Point annotation records
# # #

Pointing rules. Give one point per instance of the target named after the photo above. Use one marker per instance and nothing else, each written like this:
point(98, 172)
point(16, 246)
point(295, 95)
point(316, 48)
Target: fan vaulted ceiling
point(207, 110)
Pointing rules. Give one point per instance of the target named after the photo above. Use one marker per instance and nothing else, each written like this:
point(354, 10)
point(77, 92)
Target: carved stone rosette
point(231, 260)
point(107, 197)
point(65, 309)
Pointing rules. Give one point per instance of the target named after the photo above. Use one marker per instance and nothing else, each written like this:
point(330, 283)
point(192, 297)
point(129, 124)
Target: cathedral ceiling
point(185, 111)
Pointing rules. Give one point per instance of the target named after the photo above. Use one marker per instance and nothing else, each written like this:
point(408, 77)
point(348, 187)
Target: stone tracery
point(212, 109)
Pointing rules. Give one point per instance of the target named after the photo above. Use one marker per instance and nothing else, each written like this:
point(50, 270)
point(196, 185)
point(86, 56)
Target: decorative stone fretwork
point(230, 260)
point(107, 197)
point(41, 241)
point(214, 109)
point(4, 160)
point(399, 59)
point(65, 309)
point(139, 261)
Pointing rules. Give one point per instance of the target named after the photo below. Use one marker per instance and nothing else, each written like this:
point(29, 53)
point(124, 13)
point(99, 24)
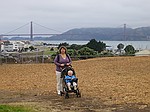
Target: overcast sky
point(63, 15)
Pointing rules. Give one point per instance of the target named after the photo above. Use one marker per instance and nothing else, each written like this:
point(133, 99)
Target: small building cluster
point(11, 46)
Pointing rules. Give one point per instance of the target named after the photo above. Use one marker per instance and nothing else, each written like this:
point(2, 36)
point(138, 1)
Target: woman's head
point(70, 72)
point(62, 50)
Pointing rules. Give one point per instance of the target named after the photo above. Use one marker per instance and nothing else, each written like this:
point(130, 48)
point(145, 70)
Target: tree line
point(95, 48)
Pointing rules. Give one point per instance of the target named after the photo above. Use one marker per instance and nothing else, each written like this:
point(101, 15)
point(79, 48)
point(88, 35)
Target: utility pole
point(31, 32)
point(124, 32)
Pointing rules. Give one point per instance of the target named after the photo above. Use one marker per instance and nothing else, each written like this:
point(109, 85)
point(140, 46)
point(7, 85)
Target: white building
point(6, 46)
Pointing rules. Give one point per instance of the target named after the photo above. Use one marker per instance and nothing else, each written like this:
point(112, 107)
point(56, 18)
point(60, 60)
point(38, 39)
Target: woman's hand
point(62, 65)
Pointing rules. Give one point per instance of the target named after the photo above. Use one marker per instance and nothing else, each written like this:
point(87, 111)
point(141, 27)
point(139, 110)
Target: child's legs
point(59, 81)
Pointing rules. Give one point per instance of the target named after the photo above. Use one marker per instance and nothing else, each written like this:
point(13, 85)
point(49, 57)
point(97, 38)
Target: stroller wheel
point(66, 95)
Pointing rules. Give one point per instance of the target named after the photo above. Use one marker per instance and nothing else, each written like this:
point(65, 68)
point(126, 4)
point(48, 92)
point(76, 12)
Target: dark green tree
point(130, 50)
point(97, 46)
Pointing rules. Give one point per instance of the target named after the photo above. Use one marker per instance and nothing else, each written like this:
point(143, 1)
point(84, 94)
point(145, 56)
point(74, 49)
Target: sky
point(63, 15)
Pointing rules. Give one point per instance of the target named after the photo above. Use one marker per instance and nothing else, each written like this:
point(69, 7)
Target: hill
point(110, 34)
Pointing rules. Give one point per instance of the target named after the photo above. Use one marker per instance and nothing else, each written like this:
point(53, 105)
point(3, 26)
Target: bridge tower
point(31, 32)
point(124, 32)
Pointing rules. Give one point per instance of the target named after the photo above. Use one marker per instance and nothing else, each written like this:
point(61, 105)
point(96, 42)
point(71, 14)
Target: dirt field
point(114, 84)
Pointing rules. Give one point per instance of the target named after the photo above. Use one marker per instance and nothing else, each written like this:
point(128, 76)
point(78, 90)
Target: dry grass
point(116, 79)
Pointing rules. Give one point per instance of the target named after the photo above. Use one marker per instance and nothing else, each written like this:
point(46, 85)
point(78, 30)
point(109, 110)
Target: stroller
point(66, 90)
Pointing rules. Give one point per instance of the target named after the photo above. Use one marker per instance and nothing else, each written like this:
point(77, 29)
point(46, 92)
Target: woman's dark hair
point(62, 47)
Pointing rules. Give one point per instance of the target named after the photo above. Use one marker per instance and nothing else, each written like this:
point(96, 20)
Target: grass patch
point(9, 108)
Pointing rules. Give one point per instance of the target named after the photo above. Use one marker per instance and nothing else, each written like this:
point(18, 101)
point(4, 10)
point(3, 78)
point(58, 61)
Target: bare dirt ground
point(112, 84)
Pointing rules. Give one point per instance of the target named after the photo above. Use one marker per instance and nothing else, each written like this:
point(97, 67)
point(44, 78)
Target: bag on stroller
point(70, 82)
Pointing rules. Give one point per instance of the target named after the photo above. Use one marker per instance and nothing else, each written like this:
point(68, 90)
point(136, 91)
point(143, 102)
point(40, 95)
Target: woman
point(61, 60)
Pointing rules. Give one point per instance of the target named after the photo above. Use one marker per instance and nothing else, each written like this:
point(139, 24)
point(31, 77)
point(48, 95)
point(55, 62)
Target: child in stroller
point(71, 79)
point(70, 82)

# # #

**Goal of the exercise:** Transcribe the records above exactly, leaving out every picture.

**Response to this task:**
Pointing rules. Give one point per instance of the target named after the photo above. Use one marker per instance and nothing else, each written like this:
point(98, 172)
point(16, 246)
point(295, 95)
point(316, 48)
Target: fan vaulted ceiling
point(207, 110)
Pointing rules. Give one point per instance of the target named after the photo above. Use one marker per instance and nothing else, each written like this:
point(354, 10)
point(77, 92)
Target: carved stone rosette
point(231, 260)
point(107, 197)
point(65, 309)
Pointing rules. Give one point per instance of the target named after the photo above. Use one marker per instance and nothing else, each written like this:
point(330, 283)
point(192, 297)
point(129, 124)
Target: cathedral ceiling
point(185, 111)
Pointing rules. Give one point per instance of the target named after the photo above. Use one marker per instance and nothing else, each written like this:
point(408, 77)
point(348, 187)
Target: stone tracery
point(212, 109)
Pointing rules. Give one point per instance of the target named after the photo above. Use one marker per instance and nothing else, each written like this:
point(50, 270)
point(196, 185)
point(86, 56)
Target: decorative stone fretwork
point(230, 260)
point(107, 197)
point(41, 241)
point(214, 109)
point(4, 160)
point(399, 59)
point(65, 309)
point(139, 261)
Pointing rules. Give one point per instance of the target named after the photo below. Use one marker per instance and nothing else, each written like this:
point(29, 53)
point(124, 13)
point(99, 24)
Target: overcast sky
point(63, 15)
Pointing rules. Give one point per instance of the target named after the photo above. Use one marker per instance and nothing else, each written like this:
point(133, 99)
Target: small building cluster
point(11, 46)
Pointing rules. Give one point per instance of the target named after the photo above. Use one marker per instance and nothing else, each written like this:
point(2, 36)
point(138, 1)
Target: woman's head
point(70, 72)
point(62, 50)
Pointing rules. Give one point per instance of the target named after the photo above. Use one marker per instance and nothing else, each written like this:
point(130, 48)
point(145, 70)
Target: tree line
point(95, 48)
Pointing rules. Give one point per instance of the target named after the photo above. Use one marker per instance and nothing else, each written like this:
point(101, 15)
point(79, 48)
point(88, 35)
Target: utility pole
point(31, 32)
point(124, 32)
Pointing rules. Give one point per instance of the target named after the photo above. Use one marker per instance and nothing else, each written like this:
point(109, 85)
point(140, 46)
point(7, 85)
Target: white building
point(6, 46)
Pointing rules. Give one point per instance of the target named after the photo above. Use one marker per instance and nothing else, each written like this:
point(112, 107)
point(56, 18)
point(60, 60)
point(38, 39)
Target: woman's hand
point(62, 65)
Pointing rules. Give one point per instance of the target named after the photo above. Use one marker per instance and nothing else, each written like this:
point(87, 111)
point(141, 27)
point(139, 110)
Target: child's legs
point(59, 81)
Pointing rules. Give one point per instance of the target named after the photo above. Use one marker per instance and nothing else, each written like this:
point(13, 85)
point(49, 57)
point(97, 38)
Target: stroller wheel
point(66, 95)
Pointing rules. Give one point per instance of the target named after the photo above. Use one marker per instance and nothing else, each written like this:
point(65, 68)
point(126, 4)
point(48, 92)
point(76, 12)
Target: dark green tree
point(130, 50)
point(97, 46)
Pointing rules. Give one point per instance of the target named after the photo above. Use one marker per instance and nothing else, each written like this:
point(143, 1)
point(84, 94)
point(145, 56)
point(74, 49)
Target: sky
point(63, 15)
Pointing rules. Give one point per instance of the target named after the photo above. Use one marker per instance and nothing else, each written like this:
point(69, 7)
Target: hill
point(110, 34)
Pointing rules. Give one point per instance of the target named after the photo above. Use one marker per instance and nothing else, each written like this:
point(53, 105)
point(3, 26)
Target: bridge tower
point(31, 32)
point(124, 32)
Pointing rules. Give one point per instance of the target named after the photo above. Use one marker per instance and nothing else, each written like this:
point(61, 105)
point(96, 42)
point(71, 14)
Target: dirt field
point(114, 84)
Pointing rules. Give one point per instance of the target named after the photo above. Use one marker per instance and nothing else, each written like this:
point(128, 76)
point(78, 90)
Target: dry grass
point(116, 79)
Pointing rules. Give one point per instance of the target named after the photo above. Use one marker per instance and nothing else, each written like this:
point(46, 85)
point(78, 30)
point(109, 110)
Target: stroller
point(66, 90)
Pointing rules. Give one point per instance of the target named after the photo above. Use one marker per instance and nothing else, each written like this:
point(77, 29)
point(46, 92)
Target: woman's dark hair
point(62, 47)
Pointing rules. Give one point per instance of the target named after the photo above. Use one marker per instance and nothing else, each written like this:
point(96, 20)
Target: grass patch
point(9, 108)
Pointing rules. Give one point per instance of the target named after the photo above. Use one marker per instance and nothing else, each written like this:
point(18, 101)
point(4, 10)
point(3, 78)
point(58, 61)
Target: bare dirt ground
point(112, 84)
Pointing rules. Give one point per instance of the target named after the photo above. Use one marker per instance and nothing else, each written like this:
point(97, 67)
point(44, 78)
Target: bag on stroller
point(70, 82)
Pointing rules. Give one point per instance of the target named after the photo above. Use one marker per instance and nothing else, each written like this:
point(68, 90)
point(136, 91)
point(143, 102)
point(40, 95)
Target: woman
point(61, 60)
Pointing rules. Give one point per instance of the target named after the photo above. Use one marker per instance and nothing else, each written like this:
point(139, 24)
point(31, 77)
point(48, 95)
point(55, 62)
Target: child in stroller
point(71, 79)
point(70, 82)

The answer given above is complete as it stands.